#### [GIVEN INSTRUCTION]
Copy out each line below that contains the word "black", matching case exactly.

#### [INPUT ROWS]
________________________________________
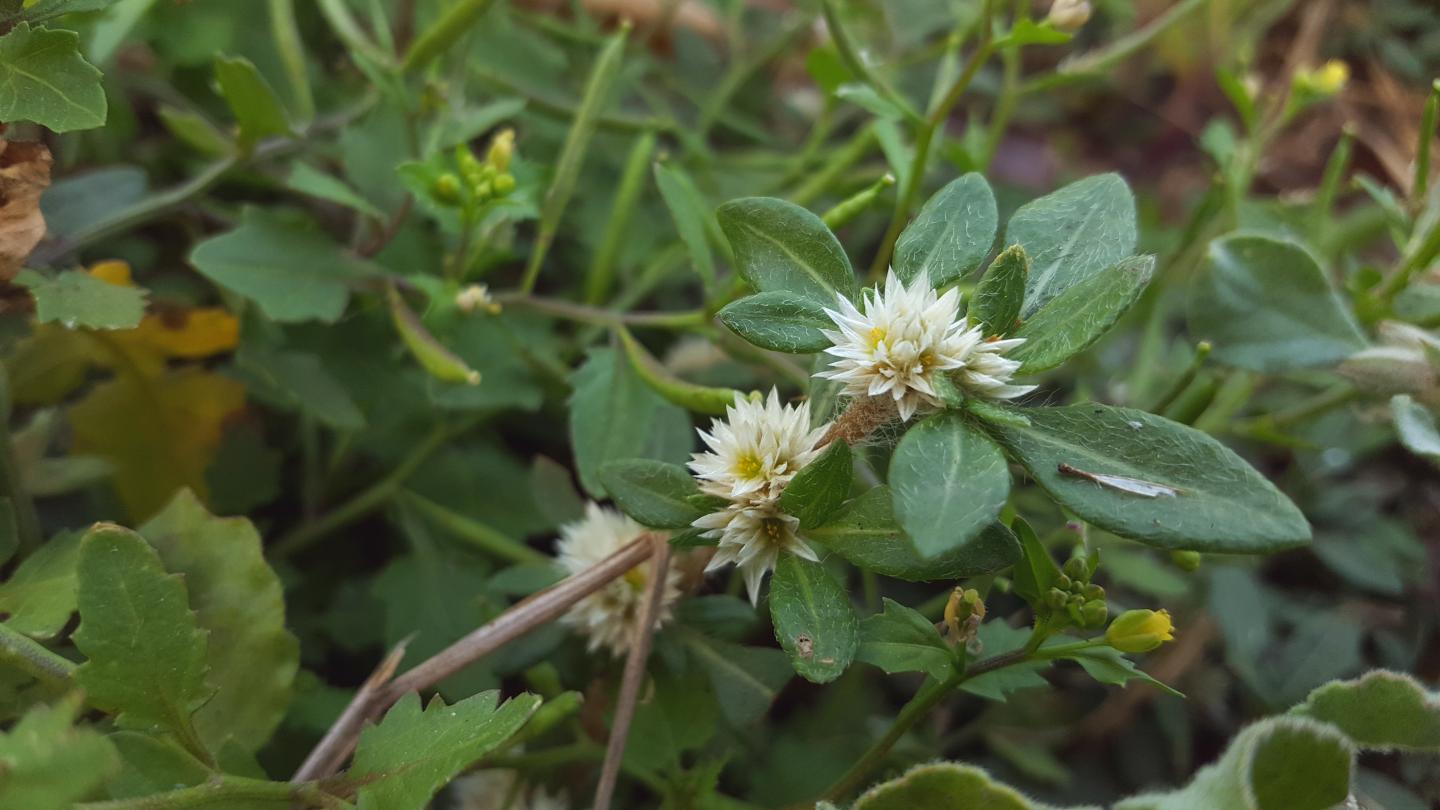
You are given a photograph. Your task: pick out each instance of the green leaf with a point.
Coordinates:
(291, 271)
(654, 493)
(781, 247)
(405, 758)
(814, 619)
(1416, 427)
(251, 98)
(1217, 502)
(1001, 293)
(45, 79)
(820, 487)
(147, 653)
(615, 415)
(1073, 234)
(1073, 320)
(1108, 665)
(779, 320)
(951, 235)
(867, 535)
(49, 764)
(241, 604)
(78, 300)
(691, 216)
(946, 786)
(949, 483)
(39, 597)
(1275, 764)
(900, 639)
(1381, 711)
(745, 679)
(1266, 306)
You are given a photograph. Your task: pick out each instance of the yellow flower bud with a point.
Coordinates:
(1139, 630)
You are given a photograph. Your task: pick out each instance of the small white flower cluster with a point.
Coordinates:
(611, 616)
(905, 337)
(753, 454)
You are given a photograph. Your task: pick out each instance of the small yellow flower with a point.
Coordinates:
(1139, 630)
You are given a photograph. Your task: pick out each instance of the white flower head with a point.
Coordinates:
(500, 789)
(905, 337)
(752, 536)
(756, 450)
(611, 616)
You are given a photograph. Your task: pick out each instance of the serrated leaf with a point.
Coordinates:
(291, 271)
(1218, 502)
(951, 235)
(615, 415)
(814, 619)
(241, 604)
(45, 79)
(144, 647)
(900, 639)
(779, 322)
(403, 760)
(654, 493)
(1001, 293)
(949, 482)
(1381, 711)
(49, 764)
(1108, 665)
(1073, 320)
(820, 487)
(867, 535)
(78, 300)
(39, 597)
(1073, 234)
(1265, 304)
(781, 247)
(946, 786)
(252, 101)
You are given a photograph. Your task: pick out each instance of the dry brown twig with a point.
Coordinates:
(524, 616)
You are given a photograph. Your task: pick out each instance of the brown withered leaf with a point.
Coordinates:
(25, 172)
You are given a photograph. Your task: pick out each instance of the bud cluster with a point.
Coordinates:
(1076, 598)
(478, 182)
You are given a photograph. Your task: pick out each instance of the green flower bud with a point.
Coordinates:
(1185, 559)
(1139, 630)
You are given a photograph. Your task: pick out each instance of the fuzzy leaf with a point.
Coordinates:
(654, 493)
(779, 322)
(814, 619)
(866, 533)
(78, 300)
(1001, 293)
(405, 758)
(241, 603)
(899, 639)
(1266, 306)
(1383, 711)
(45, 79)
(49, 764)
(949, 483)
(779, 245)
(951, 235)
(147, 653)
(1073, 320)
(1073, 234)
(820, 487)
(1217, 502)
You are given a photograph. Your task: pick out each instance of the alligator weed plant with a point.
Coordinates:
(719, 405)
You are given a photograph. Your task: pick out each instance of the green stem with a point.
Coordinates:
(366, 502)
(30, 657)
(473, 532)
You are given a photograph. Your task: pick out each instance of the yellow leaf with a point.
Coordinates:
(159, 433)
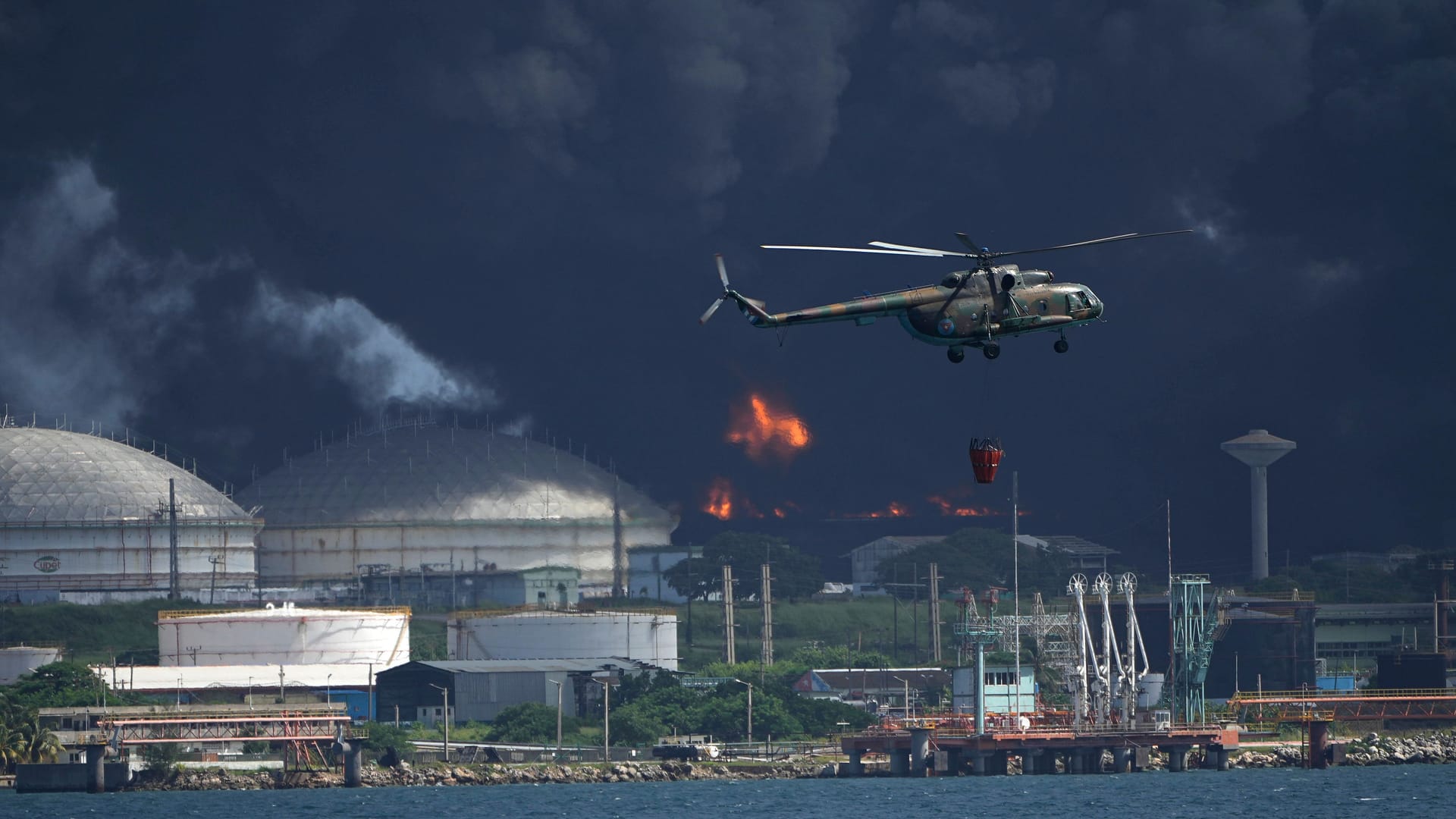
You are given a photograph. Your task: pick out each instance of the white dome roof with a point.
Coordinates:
________________________________________
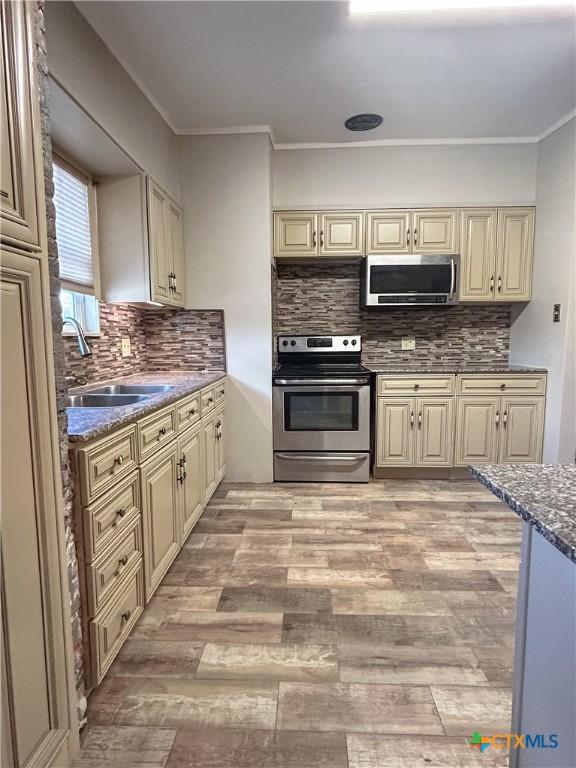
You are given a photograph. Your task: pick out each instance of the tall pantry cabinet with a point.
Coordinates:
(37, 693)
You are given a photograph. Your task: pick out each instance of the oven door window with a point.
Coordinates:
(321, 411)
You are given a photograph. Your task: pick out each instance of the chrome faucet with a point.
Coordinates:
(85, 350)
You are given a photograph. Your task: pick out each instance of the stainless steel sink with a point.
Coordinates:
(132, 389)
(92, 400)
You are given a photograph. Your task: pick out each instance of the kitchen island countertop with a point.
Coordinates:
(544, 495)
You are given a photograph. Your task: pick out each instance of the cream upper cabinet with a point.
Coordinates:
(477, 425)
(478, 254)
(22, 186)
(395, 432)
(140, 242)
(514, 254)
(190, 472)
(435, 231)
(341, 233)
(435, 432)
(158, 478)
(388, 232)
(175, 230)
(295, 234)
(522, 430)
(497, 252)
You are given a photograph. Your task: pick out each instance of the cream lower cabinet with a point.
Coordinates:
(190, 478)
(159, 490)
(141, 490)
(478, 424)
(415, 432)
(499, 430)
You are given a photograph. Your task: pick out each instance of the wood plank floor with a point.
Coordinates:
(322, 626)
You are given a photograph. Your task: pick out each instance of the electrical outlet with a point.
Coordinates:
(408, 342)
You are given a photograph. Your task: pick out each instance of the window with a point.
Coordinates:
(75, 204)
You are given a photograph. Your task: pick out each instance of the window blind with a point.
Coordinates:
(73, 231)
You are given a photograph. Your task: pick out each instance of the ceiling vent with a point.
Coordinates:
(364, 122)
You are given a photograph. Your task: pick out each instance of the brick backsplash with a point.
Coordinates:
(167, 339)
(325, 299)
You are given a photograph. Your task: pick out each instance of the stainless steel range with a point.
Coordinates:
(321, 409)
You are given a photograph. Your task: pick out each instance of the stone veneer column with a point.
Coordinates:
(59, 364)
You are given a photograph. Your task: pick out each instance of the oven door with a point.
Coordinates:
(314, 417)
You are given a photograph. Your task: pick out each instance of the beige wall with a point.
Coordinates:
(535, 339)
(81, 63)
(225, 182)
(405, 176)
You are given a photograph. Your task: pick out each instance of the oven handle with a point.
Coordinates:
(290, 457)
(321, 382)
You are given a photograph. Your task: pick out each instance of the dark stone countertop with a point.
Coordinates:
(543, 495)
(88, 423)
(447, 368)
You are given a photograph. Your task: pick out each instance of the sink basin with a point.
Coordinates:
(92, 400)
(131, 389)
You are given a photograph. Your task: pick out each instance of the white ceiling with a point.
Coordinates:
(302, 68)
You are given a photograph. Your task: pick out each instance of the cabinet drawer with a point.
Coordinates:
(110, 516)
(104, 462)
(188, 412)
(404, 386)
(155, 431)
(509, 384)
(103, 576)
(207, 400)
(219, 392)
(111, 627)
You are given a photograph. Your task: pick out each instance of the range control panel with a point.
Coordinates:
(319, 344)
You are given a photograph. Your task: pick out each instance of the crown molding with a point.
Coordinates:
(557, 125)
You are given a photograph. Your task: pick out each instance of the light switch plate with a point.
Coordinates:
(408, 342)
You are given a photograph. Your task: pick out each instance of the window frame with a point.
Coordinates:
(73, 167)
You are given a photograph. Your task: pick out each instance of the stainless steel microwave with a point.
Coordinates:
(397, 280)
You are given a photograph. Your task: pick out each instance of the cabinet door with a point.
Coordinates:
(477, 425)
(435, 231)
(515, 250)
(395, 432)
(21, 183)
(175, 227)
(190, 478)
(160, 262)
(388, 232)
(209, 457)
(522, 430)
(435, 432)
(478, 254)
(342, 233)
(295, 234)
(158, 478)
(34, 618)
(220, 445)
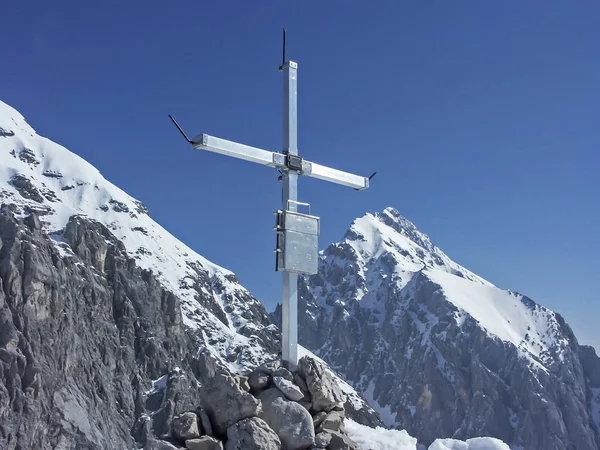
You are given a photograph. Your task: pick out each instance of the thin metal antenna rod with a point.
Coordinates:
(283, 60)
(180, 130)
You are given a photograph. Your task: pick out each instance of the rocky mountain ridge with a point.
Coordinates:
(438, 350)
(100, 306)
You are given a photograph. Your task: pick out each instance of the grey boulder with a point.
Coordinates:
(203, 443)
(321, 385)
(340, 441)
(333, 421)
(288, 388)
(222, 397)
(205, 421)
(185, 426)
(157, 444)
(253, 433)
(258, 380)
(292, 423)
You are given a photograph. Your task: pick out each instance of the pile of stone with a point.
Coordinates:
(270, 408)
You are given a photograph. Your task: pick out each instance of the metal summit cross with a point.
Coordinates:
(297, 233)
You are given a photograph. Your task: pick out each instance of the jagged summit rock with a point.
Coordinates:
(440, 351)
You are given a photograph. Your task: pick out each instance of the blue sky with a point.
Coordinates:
________________________________________
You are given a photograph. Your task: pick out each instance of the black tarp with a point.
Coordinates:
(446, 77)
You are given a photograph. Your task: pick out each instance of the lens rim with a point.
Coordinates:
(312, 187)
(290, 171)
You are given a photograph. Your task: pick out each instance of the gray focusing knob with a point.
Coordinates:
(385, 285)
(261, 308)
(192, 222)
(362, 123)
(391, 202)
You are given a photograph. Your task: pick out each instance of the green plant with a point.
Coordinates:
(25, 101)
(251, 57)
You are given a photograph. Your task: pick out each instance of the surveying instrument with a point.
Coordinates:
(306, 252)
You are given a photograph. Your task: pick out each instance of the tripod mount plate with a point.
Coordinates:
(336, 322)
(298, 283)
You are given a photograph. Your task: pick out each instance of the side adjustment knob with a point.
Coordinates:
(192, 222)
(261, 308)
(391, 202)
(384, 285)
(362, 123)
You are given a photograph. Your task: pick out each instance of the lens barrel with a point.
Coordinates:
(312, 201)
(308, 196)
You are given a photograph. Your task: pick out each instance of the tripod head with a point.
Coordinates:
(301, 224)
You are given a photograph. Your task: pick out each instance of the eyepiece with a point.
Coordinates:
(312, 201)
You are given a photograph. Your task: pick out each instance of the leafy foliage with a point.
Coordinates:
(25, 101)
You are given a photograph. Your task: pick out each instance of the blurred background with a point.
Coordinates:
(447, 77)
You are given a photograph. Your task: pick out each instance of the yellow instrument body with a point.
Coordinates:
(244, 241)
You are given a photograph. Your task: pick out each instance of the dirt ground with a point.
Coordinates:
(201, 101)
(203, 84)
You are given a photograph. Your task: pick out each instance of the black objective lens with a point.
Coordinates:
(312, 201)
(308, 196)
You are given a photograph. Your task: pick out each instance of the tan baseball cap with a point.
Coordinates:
________________________________________
#### [WRITTEN SOLUTION]
You are given a photograph. Your task: pick out each instance of the black tarp with a point.
You are given a photograph. Your task: pick out each instance of the black objective lens with a point.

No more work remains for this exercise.